### DOCUMENT
──────────────────────────────

WTVH (channel 5) is a television station in Syracuse, New York, United States, affiliated with CBS. It is the only station whose broadcast license continues to be owned by Granite Broadcasting, a moribund company (controlled by Greenwich, Connecticut–based hedge fund Silver Point Capital) that sold most of its remaining assets in 2014 and 2017. Granite maintains a local marketing agreement (LMA) with Sinclair Broadcast Group, owner of dual NBC/CW affiliate WSTM-TV (channel 3), for the provision of certain services. Both stations share studios on James Street/NY 290 in the Near Northeast section of Syracuse, while WTVH's transmitter is located in the town of Onondaga.

History
The station debuted on December 1, 1948, as WHEN-TV airing an analog signal on VHF channel 8. It went on-the-air as Syracuse's first television station. The channel was the first station owned and operated by the Meredith Corporation and was the 47th station to launch in the United States. Meredith simultaneously entered the television field in several Midwestern cities including Omaha and Kansas City. In 1954, it purchased WAGE radio (620 AM) and changed that station's call letters to WHEN (AM); it also switched the station's network affiliation to CBS Radio in 1956 matching it with other Meredith-owned outlets.

The station became a primary CBS affiliate on January 1, 1949, and also carried secondary affiliations with NBC, ABC, and DuMont. When the original WSYR-TV (now WSTM-TV) signed-on in 1950 and took the NBC affiliation, WHEN-TV shared ABC with that channel until WNYS-TV (channel 9, later WIXT-TV and now the present WSYR-TV) signed-on in 1962 and took the ABC affiliation. The affiliation with DuMont ended in 1956 when that network ceased operations. It is the oldest continuing affiliate of the CBS Television Network among stations not owned by the network itself.

In July 1961, WHEN-TV moved to channel 5, swapping channel locations with WROC-TV in Rochester as the Federal Communications Commission (FCC) revised its Upstate New York allocation table to provide more VHF service in the two cities. In 1963, the WHEN stations moved from their original Court Street studios into a new state-of-the-art facility on James Street near WSYR (AM)-FM-TV's studios. Popular national radio and television personality Arthur Godfrey originated his late-morning CBS network radio show from the new WHEN studios on the day the facility opened to help Meredith celebrate.

──────────────────────────────

### EXTRACTED INFORMATION

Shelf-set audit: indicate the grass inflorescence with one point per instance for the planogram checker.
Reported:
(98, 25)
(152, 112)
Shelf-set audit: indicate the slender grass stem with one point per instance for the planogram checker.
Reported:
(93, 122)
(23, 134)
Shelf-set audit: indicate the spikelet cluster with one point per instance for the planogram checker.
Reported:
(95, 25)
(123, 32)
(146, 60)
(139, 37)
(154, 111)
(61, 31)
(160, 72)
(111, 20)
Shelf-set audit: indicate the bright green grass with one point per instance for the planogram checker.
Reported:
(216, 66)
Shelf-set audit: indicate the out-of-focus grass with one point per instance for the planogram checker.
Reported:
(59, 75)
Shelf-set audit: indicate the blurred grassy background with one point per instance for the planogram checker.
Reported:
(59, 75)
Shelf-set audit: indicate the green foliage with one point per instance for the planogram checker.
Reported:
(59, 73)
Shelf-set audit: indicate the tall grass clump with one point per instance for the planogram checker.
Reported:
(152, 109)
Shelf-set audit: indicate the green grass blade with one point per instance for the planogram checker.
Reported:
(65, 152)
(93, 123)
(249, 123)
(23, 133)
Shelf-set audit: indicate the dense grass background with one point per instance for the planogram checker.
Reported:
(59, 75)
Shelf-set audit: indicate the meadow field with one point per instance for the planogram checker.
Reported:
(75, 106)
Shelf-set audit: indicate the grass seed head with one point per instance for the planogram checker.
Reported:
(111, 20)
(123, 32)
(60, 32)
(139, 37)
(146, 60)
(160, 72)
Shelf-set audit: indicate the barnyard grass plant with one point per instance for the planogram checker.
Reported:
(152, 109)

──────────────────────────────

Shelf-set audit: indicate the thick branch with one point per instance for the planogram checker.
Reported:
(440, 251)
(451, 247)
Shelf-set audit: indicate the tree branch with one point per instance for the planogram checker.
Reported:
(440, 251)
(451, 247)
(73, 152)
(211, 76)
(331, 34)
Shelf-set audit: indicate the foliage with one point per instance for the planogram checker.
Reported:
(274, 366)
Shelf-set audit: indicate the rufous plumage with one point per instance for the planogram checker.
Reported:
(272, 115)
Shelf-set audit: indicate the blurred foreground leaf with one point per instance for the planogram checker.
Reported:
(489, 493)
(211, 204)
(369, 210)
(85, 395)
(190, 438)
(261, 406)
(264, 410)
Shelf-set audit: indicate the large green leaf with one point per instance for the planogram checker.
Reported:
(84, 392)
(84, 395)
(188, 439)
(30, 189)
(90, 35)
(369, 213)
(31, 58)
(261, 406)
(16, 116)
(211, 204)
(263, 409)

──────────────────────────────

### YOUR TASKS
- a) Please summarize the WTVH article in two sentences.
- b) Supply the next paragraph of the WTVH article, picking up after its last sentence.

### TASK RESULTS
- a) WTVH (channel 5) is a CBS-affiliated television station in Syracuse, New York, whose license is still owned by Granite Broadcasting; it maintains a local marketing agreement with Sinclair Broadcast Group and shares studios on James Street with Sinclair's WSTM-TV. It signed on December 1, 1948, as WHEN-TV on channel 8, the first television station in Syracuse and the first owned by the Meredith Corporation, became a primary CBS affiliate on January 1, 1949, and moved to channel 5 in July 1961.

- b)
In 1976, the company sold WHEN radio to Park Communications but retained WHEN-TV. Since the radio station kept the WHEN call letters, Meredith had to change channel 5's call sign. It originally wanted the new call letters WTVF ("Television Five", referring to the station's on-air identity) but those had already been claimed by a fellow CBS affiliate in Nashville, Tennessee. At this point, Meredith chose WTVH as the new calls with "H" being a link to its WHEN-TV heritage. In June 1993, Meredith announced the sale of WTVH and sister station KSEE-TV in Fresno, California to Granite Broadcasting with the sale closing on December 23 of that year.

Granite soon increased its Northeastern holdings with the purchase of WKBW-TV in Buffalo in 1995 and WBNG-TV in Binghamton in July 2006. As part of the WBNG-TV purchase, Les Vann (formerly President and General Manager of WTVH) was promoted to Executive Vice President of Central and Southern New York operations with regional responsibilities at both WBNG-TV and WTVH. At the same time, Matthew Rosenfeld was promoted to Vice President and Station Manager of this channel after holding the General Sales Manager position since 2004.

In April 2008, Matthew Rosenfeld was appointed to the position of President and General Manager of WTVH and its Binghamton sister stations (WBNG and "WBXI"). On April 6, 2008, Jean Daugherty died at age 84. She was known to many baby boomer children as "The Play Lady" on this station's locally produced children's program, The Magic Toy Shop, from 1955 until 1982. Daugherty wrote more than 6,000 episodes of the program, which after ending its run, was the longest-running local children's show in the country.

On March 2, 2009, as a result of continual low ratings, slow advertising sales, and the loss of the Ithaca area to WENY-DT2, it was announced that WTVH would enter into a local marketing agreement with rivals WSTM-TV and WSTQ-LP. Initially, WTVH continued to operate out of its own facilities on James Street but eventually moved into WSTM-TV's studios a block away. WTVH's studios were put up for lease in Summer 2009 and were eventually sold after several years of vacancy to developer Lou Santaro in October 2016, who plans to convert the old studios into office space.

On September 6, 2009, its transmitter was damaged after a power failure. While Granite Broadcasting worked to fix the signal, WSTM-TV's third digital subchannel (normally a 24-hour local weather channel) carried WTVH. As of September 12, WTVH's signal was restored even though, as late as November 12, over-the-air viewers continued to experience breakup of the signal.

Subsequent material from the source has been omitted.